(Records from a point labeling set)
○ ○ ○ ○ ○ ○ ○
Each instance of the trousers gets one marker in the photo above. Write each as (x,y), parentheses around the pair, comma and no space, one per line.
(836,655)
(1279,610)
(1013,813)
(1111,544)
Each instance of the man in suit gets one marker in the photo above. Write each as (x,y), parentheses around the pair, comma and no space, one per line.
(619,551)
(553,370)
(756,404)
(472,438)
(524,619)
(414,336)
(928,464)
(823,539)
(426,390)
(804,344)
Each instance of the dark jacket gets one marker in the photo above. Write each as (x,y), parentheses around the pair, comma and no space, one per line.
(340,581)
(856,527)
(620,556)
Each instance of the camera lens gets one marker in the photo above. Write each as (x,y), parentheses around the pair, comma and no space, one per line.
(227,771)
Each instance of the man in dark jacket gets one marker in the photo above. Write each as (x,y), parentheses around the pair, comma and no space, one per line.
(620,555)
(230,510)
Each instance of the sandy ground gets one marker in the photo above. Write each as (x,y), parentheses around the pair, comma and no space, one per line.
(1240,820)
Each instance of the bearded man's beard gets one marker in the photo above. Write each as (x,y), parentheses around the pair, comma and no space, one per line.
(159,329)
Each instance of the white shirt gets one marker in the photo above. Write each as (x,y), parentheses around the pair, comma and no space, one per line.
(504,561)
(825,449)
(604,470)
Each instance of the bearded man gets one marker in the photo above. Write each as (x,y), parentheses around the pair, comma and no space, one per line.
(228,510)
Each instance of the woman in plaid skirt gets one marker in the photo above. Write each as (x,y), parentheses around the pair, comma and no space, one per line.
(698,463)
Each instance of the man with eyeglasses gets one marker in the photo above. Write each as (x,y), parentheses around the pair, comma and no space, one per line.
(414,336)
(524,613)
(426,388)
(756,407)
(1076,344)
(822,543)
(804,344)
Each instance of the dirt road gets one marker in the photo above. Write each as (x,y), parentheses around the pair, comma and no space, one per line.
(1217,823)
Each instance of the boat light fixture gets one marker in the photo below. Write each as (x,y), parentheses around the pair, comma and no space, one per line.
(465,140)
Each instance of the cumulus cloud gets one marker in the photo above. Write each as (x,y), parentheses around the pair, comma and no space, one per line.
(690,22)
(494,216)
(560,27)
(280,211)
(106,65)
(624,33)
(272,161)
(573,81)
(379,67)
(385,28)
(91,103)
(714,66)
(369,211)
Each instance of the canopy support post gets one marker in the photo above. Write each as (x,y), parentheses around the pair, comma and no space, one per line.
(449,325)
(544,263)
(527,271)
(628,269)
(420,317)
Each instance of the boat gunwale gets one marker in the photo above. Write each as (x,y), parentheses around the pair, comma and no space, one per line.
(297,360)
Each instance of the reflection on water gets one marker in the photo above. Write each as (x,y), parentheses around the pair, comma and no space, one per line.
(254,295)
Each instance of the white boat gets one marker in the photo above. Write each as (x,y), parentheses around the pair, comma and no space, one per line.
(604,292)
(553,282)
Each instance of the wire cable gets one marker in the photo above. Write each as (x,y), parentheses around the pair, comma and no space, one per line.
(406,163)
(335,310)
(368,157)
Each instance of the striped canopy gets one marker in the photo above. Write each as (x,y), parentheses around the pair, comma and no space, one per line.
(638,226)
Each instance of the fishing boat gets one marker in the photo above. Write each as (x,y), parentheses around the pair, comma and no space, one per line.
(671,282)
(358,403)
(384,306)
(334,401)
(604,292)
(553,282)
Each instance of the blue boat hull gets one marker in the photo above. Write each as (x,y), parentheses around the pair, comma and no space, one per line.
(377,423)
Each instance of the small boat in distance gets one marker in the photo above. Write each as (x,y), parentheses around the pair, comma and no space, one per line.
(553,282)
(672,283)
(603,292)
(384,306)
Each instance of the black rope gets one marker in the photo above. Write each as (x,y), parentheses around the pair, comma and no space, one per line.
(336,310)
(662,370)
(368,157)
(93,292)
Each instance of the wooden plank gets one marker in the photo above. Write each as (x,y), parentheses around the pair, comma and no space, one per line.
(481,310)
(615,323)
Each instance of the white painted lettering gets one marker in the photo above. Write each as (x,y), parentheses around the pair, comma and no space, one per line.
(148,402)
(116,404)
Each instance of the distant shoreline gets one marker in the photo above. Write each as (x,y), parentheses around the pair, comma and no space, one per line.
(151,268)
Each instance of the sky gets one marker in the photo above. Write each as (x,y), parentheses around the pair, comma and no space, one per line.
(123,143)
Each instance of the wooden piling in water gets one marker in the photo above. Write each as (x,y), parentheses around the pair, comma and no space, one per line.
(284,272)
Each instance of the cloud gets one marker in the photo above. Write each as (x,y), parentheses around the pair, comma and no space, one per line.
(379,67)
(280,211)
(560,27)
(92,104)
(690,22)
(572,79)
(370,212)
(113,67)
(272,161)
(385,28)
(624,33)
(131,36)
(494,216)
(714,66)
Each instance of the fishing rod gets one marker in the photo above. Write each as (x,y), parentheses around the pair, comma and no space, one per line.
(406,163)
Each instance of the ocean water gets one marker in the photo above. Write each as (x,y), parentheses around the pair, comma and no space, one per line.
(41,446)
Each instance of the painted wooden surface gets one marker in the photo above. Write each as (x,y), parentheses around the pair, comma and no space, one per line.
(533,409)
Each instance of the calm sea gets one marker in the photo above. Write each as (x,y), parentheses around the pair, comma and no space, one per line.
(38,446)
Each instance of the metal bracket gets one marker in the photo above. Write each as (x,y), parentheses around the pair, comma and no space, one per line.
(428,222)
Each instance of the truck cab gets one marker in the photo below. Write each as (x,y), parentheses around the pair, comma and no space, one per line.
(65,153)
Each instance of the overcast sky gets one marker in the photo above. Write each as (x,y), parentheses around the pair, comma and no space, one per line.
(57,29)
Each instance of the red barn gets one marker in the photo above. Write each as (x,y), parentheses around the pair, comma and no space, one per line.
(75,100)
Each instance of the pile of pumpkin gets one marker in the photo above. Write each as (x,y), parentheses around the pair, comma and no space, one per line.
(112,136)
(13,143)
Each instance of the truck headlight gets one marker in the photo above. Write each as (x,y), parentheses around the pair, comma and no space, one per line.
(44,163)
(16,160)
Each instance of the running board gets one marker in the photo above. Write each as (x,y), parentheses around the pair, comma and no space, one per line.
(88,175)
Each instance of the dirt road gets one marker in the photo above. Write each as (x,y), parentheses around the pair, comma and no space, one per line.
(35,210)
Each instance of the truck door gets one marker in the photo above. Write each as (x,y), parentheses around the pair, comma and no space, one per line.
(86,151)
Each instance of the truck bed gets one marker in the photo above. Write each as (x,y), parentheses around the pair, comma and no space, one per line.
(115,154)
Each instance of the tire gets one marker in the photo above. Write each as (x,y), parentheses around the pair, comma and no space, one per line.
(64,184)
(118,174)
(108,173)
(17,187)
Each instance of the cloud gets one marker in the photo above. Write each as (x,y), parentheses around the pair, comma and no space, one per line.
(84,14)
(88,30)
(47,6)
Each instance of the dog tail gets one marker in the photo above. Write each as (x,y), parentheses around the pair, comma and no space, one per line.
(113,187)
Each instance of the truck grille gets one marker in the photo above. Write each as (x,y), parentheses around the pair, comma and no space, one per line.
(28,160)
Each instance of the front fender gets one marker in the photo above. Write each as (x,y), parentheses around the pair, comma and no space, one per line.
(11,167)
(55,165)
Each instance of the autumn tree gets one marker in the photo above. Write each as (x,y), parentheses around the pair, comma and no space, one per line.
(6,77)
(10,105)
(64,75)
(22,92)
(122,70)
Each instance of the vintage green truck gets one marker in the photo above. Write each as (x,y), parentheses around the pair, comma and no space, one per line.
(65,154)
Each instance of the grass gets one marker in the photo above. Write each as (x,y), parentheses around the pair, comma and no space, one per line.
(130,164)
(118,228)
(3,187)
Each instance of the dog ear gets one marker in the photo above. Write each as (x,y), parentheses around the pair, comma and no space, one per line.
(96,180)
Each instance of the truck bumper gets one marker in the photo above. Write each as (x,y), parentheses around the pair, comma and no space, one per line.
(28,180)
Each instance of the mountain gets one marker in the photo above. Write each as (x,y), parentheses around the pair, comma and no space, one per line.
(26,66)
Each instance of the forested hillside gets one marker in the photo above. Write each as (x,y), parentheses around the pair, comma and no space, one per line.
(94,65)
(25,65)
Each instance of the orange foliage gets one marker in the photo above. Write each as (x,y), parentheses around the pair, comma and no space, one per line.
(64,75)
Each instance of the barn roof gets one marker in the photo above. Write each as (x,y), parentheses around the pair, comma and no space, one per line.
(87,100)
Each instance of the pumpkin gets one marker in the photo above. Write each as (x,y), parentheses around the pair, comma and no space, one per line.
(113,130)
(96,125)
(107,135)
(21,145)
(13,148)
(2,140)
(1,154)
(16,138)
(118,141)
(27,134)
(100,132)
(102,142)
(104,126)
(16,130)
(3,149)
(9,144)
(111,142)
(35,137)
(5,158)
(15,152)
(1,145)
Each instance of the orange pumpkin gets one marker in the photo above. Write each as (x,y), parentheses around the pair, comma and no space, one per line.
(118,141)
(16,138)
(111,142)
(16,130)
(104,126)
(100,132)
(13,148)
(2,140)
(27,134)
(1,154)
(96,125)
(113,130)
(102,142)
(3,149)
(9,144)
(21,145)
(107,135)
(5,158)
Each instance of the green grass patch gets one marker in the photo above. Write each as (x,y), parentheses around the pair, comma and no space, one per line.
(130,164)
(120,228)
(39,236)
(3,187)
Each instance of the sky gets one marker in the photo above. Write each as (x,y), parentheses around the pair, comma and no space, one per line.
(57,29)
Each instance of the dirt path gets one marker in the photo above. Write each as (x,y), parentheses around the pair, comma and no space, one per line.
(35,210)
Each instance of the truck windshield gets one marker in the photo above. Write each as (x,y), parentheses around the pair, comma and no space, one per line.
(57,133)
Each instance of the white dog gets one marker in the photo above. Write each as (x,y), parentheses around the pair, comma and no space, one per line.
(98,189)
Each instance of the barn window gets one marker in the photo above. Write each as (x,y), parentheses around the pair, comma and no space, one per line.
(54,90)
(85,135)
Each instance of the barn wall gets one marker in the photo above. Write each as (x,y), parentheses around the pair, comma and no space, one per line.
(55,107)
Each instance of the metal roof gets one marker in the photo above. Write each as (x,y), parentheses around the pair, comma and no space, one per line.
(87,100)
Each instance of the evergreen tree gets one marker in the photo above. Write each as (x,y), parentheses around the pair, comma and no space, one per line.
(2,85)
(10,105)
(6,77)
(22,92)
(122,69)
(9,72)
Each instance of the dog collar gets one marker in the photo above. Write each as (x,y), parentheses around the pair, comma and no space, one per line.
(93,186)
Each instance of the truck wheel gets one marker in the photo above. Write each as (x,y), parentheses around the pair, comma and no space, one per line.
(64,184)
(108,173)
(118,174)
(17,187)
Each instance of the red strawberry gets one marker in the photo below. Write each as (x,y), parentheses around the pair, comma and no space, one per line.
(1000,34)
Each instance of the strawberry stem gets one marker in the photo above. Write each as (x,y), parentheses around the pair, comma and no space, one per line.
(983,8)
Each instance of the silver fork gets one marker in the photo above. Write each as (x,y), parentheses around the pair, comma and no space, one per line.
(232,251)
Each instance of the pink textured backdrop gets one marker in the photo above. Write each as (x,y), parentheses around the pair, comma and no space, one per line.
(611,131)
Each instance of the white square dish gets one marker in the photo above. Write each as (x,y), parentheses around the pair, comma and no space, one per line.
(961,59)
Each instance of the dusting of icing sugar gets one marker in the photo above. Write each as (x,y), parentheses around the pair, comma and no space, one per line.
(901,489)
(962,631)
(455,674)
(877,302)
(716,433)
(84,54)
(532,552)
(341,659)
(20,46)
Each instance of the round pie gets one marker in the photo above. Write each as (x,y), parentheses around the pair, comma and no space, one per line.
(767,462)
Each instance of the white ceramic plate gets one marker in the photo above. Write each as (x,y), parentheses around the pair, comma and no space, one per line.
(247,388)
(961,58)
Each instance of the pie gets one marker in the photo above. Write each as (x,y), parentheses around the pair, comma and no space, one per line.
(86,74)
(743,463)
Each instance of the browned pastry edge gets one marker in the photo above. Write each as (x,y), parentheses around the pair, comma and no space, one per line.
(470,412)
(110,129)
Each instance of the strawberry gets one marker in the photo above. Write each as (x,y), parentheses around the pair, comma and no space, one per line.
○ ○ ○ ○ ○ ○ ○
**Written problem**
Take the lines above from the one holding "Each instance of the white ceramic" to the last and output them exactly.

**Solution for this problem**
Each instance of the white ceramic plate gets one marker in the photo above. Write each as (x,y), parentheses around the pair, comma and no space, one per line.
(247,388)
(961,58)
Each instance of the pie gets one marker in the photo above. Write each as (x,y), parentheses around the pair, comma and no space, one per line.
(86,74)
(743,463)
Each instance of the browned pastry edge gets one marker in the photo above. Write each as (x,y), parentheses around the pair, comma and no space, one per line.
(470,412)
(110,129)
Each instance of the strawberry gets one marker in the photo above. Write each as (x,y), parentheses around the pair, comma and no space, one per line.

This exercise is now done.